▶ [Problème posé 1]: Pouvez-vous redonner les lignes des entrées, depuis celle qui contient « Locate the wooden » jusqu'à la fin des entrées, bornes incluses, en redimensionnant les coordonnées x et y des réponses, multipliées par 1,4 puis arrondies à l'entier, demi-unités vers le haut ? Les consignes et les indications de format restent inchangées.

▶ [Bloc de texte]:

··········

Pour des propos qui sont illégaux car diffamatoires ou relevant de la dénonciation calomnieuse ou du harcèlement moral (…), il faudra alors se tourner vers les procédures et les juridictions pénales compétentes. Par exemple, le tribunal de police est compétent pour des propos diffamatoires non publics alors qu’il ressort du tribunal correctionnel d’examiner les propos diffamatoires publics. Attention, en matière de diffamation, il faudra agir très rapidement, la prescription est de trois mois !

Quelle est la bonne posture à adopter si un enseignant est témoin des difficultés d’un enfant sur les réseaux sociaux ?

Réponse de Maître Florence Lec, avocat-conseil de L’ASL :

L’enseignant agira de manière différente en fonction de la gravité des propos qui sont tenus. Dans les cas les plus graves, je rappelle les dispositions de l’article 40 CPP qui impose « à toute autorité constituée, tout officier public ou fonctionnaire qui, dans l’exercice de ses fonctions, acquiert la connaissance d’un crime ou d’une délit » une obligation de signalement au procureur de la République. En effet, à travers ‘‘les difficultés’’ que vous indiquez, il y peut y avoir des situations de harcèlement moral, d’injures, des menaces (…) qui constituent des infractions susceptibles d’être sanctionnées par les juridictions pénales.

··········

▶ [Problème posé 2]:
Les affirmations suivantes concordent-elles avec le passage sur les propos illicites ? Pour chacune, répondez par oui ou non et citez les mots décisifs du passage.
(a) Le tribunal correctionnel est compétent pour les propos diffamatoires non publics.
(b) En matière de diffamation, la prescription est de trois mois.
(c) L'article 40 CPP impose une obligation de signalement au procureur de la République.

▶ [Données brutes]:
··········

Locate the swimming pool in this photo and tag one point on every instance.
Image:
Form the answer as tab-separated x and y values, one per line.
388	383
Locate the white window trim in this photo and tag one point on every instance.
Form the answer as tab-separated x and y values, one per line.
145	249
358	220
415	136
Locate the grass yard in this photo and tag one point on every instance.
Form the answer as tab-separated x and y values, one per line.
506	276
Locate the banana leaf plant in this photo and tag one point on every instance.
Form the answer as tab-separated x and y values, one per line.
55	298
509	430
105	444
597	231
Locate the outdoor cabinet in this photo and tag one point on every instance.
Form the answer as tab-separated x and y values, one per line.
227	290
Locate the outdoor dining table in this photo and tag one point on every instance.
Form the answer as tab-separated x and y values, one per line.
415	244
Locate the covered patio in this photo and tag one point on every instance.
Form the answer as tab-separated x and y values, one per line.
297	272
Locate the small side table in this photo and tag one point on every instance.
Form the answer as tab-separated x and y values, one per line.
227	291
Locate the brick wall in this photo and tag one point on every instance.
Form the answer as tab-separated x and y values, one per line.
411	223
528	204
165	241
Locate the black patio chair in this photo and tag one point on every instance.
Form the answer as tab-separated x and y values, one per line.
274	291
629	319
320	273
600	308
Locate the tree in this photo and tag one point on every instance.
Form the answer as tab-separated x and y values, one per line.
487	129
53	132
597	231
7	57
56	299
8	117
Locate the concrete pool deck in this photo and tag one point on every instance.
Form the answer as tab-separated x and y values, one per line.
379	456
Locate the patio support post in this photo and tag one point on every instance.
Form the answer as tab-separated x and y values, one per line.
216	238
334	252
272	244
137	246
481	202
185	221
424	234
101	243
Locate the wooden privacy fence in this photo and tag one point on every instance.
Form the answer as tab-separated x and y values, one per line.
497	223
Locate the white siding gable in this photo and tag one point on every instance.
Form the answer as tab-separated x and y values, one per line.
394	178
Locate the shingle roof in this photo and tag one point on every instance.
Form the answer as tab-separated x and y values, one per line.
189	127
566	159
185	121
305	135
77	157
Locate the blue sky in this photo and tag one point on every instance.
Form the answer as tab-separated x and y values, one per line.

··········

▶ [Sortie de l'exercice 1]:
Locate the wooden privacy fence in this photo and tag one point on every instance.
Form the answer as tab-separated x and y values, one per line.
696	312
Locate the white siding gable in this photo and tag one point on every instance.
Form the answer as tab-separated x and y values, one per line.
552	249
Locate the shingle roof in this photo and tag one point on every instance.
Form the answer as tab-separated x and y values, one per line.
265	178
792	223
259	169
427	189
108	220
Locate the blue sky in this photo and tag one point on every instance.
Form the answer as tab-separated x and y values, one per line.

▶ [Sortie de l'exercice 2]:
(a) Non : « le tribunal de police est compétent pour des propos diffamatoires non publics »
(b) Oui : « la prescription est de trois mois »
(c) Oui : « une obligation de signalement au procureur de la République »